■ Your instructions:
Print the records below exactly as they appear.

■ Supplied material:
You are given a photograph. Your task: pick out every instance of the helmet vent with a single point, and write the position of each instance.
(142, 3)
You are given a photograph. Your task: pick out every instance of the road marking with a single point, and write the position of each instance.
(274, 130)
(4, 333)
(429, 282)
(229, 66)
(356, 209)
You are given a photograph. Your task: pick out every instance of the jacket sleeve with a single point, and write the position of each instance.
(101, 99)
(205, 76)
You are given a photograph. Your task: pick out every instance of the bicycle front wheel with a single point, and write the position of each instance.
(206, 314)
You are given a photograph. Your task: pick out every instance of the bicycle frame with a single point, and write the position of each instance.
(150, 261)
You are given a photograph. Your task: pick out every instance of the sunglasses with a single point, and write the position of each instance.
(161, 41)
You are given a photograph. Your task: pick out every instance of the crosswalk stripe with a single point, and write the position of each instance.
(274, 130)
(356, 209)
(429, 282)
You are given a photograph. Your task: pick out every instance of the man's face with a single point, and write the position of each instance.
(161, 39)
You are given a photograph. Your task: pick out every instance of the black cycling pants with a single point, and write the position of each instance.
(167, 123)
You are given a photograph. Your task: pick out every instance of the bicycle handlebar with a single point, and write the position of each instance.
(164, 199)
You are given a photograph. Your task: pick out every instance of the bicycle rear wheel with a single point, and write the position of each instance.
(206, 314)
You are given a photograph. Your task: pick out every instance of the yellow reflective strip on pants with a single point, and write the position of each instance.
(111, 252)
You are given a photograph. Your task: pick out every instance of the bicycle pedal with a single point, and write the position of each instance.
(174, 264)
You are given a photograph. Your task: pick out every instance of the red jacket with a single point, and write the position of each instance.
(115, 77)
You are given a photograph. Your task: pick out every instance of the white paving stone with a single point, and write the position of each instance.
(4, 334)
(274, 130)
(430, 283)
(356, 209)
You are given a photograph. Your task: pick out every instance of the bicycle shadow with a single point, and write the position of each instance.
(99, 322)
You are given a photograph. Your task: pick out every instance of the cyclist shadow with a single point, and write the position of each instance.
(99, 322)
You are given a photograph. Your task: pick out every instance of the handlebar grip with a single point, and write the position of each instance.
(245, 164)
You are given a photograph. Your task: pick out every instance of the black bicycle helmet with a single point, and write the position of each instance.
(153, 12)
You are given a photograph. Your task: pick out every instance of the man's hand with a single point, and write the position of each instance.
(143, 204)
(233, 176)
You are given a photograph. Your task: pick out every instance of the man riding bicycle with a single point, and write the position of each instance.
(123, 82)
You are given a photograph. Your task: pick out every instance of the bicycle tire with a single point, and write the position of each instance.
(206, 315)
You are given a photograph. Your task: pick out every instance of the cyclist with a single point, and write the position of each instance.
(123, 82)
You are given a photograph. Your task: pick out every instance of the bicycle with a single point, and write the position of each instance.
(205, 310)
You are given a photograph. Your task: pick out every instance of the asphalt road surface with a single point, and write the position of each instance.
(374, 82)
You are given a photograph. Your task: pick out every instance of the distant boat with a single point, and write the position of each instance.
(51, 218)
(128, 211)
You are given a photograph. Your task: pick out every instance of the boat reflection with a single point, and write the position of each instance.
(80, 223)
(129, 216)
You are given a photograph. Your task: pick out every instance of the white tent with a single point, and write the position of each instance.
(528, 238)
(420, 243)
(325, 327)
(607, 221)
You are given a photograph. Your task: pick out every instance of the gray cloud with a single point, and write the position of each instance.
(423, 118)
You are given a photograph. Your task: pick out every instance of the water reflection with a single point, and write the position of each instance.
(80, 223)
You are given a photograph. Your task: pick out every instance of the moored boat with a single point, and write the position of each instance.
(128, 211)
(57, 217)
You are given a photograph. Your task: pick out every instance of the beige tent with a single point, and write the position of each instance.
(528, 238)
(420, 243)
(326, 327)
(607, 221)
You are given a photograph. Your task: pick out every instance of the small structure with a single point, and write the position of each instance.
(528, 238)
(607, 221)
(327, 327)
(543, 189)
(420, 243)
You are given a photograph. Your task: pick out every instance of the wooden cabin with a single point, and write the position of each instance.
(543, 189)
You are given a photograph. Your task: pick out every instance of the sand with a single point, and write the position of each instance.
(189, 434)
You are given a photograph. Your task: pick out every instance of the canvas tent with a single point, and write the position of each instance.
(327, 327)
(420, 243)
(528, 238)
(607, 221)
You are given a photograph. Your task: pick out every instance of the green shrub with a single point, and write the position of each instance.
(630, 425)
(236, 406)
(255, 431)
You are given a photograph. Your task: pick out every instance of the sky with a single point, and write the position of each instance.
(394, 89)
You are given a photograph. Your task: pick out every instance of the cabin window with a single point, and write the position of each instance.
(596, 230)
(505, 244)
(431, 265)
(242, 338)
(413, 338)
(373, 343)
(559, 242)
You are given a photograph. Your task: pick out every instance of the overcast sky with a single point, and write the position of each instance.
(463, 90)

■ Solution to this exercise:
You are given a photograph. Your task: pick out every instance of the helmet vent with a single point, and write the position of each instance.
(142, 3)
You are given a photograph. Your task: pick out every instance of the road marking with a single point, and write the position of each instance.
(274, 130)
(4, 333)
(429, 282)
(229, 66)
(356, 209)
You are given a photograph. Your task: pick out every instance of the jacket sleeve with a single point, and write the position of each instance.
(101, 99)
(205, 76)
You are given a photograph. Your task: pick out every instance of the bicycle front wheel with a single point, and write the position of each instance.
(206, 314)
You are given a photograph. Your task: pick out every instance of the bicycle frame with a single point, and write the position of each instance.
(150, 261)
You are given a photograph. Your task: pick out every instance of the sunglasses with a single point, and write the position of each instance.
(161, 41)
You are given a photograph. Your task: pick out every instance of the crosswalk stripe with a single point, and write the position of each instance.
(274, 130)
(356, 209)
(429, 282)
You are given a photograph. Your task: pick out every instance of the man's face with a single point, and write the position of each instance.
(161, 39)
You are given a photograph. Your task: pick out every instance of the black cycling pants with a single point, and write the position of each instance.
(167, 123)
You are given a photograph. Your task: pick out every instance of the bicycle handlebar with a single point, and write the position of each instance.
(164, 199)
You are given a photograph. Your task: pick out every instance of the bicycle rear wheel with a single point, and write the position of each instance.
(206, 314)
You are given a photograph. Your task: pick out every instance of the yellow reflective strip on pants with a single point, and write the position of each instance.
(111, 252)
You are given a photograph. Your task: pick out every instance of the bicycle pedal with a single point, and write the position of each instance.
(174, 264)
You are given a photograph. Your task: pick out every instance of the red jacket with a single point, and write the position of each instance.
(115, 77)
You are given a photograph. Your task: pick out every instance of the white paving stone with a single point, and write the position of each instance.
(4, 334)
(274, 130)
(430, 283)
(356, 209)
You are given a photograph. Your task: pick out every instance of the bicycle shadow with a single point, and write the position of each instance.
(99, 322)
You are given a photograph. Your task: pick out every instance of the cyclist shadow with a single point, and write the position of each instance.
(99, 322)
You are given a photograph. Your task: pick out every instance of the handlebar grip with a single point, and write the position of each instance.
(245, 164)
You are given a photograph. Your task: pick out every instance of the black bicycle helmet with a single point, and write the position of each instance.
(153, 12)
You are given a photograph. Your task: pick out every instance of the man's hand with a single point, and write the position of each instance.
(143, 204)
(233, 176)
You are given a photograph. Your task: pick out every instance of the man riding bicycle with a single point, and write the position of each instance.
(123, 82)
You are given a photograph. Your task: pick out every instance of the bicycle tire with a single point, and write the position of each instance.
(206, 315)
You are given a photograph. Your task: pick out every instance of the cyclist with a single point, and write the position of each instance.
(123, 82)
You are given a photograph. Your task: pick out every instance of the bicycle with a single point, and write the position of each instance.
(205, 310)
You are given a photograph. Your task: pick out every instance of the asphalt road surface with a single point, and write the position of each instance.
(374, 82)
You are given a photograph. Your task: pick out every instance of the distant boat with a single point, and write the position of each instance.
(51, 218)
(128, 211)
You are given a photograph. Your task: pick out every instance of the boat reflection with a single point, and write the position of each instance.
(80, 223)
(129, 216)
You are given a photograph. Your task: pick out every instance of the white tent with a single point, and write the position of each instance.
(528, 238)
(420, 243)
(325, 327)
(607, 221)
You are given a photograph. Your task: pick out every instance of the gray cloud with a single point, and write the position of each instance.
(423, 118)
You are given a photograph. Your task: pick out every instance of the water reflection with a single point, and write the position of each instance.
(80, 223)
You are given a photograph. Your task: pick out every instance of the moored boat with a single point, and write the position of each instance.
(128, 211)
(57, 217)
You are given a photograph. Your task: pick out every instance of the beige tent with a single point, and write the position of each instance.
(528, 238)
(420, 243)
(326, 327)
(607, 221)
You are given a photograph. Your task: pick out every instance of the small structure with a single point, and write the position of each instance.
(528, 238)
(607, 221)
(327, 327)
(543, 189)
(420, 243)
You are given a photograph. Your task: pick out every instance of the wooden cabin with a single point, and write the position of each instance.
(543, 189)
You are given a photograph. Your task: pick out every instance of the sand with a single point, and write the position of each instance.
(189, 434)
You are given a photograph. Your task: pick out every instance of the canvas tent with a single point, and write the position of each instance.
(327, 327)
(420, 243)
(528, 238)
(607, 221)
You are given a photograph. Your task: pick out every instance of the green shrub with a single point, and write the position of each instance.
(630, 425)
(236, 406)
(255, 431)
You are given a photograph. Your task: pick out every instance of the sky with a single point, and write the position of each instance.
(394, 89)
You are given a photograph. Your task: pick out every instance of the cabin window with a single point, and write the position of each instance.
(596, 230)
(505, 244)
(431, 265)
(242, 338)
(413, 338)
(373, 343)
(559, 242)
You are given a photograph. Your task: pick out every instance of the overcast sky with a single point, and write the position of each instance.
(463, 90)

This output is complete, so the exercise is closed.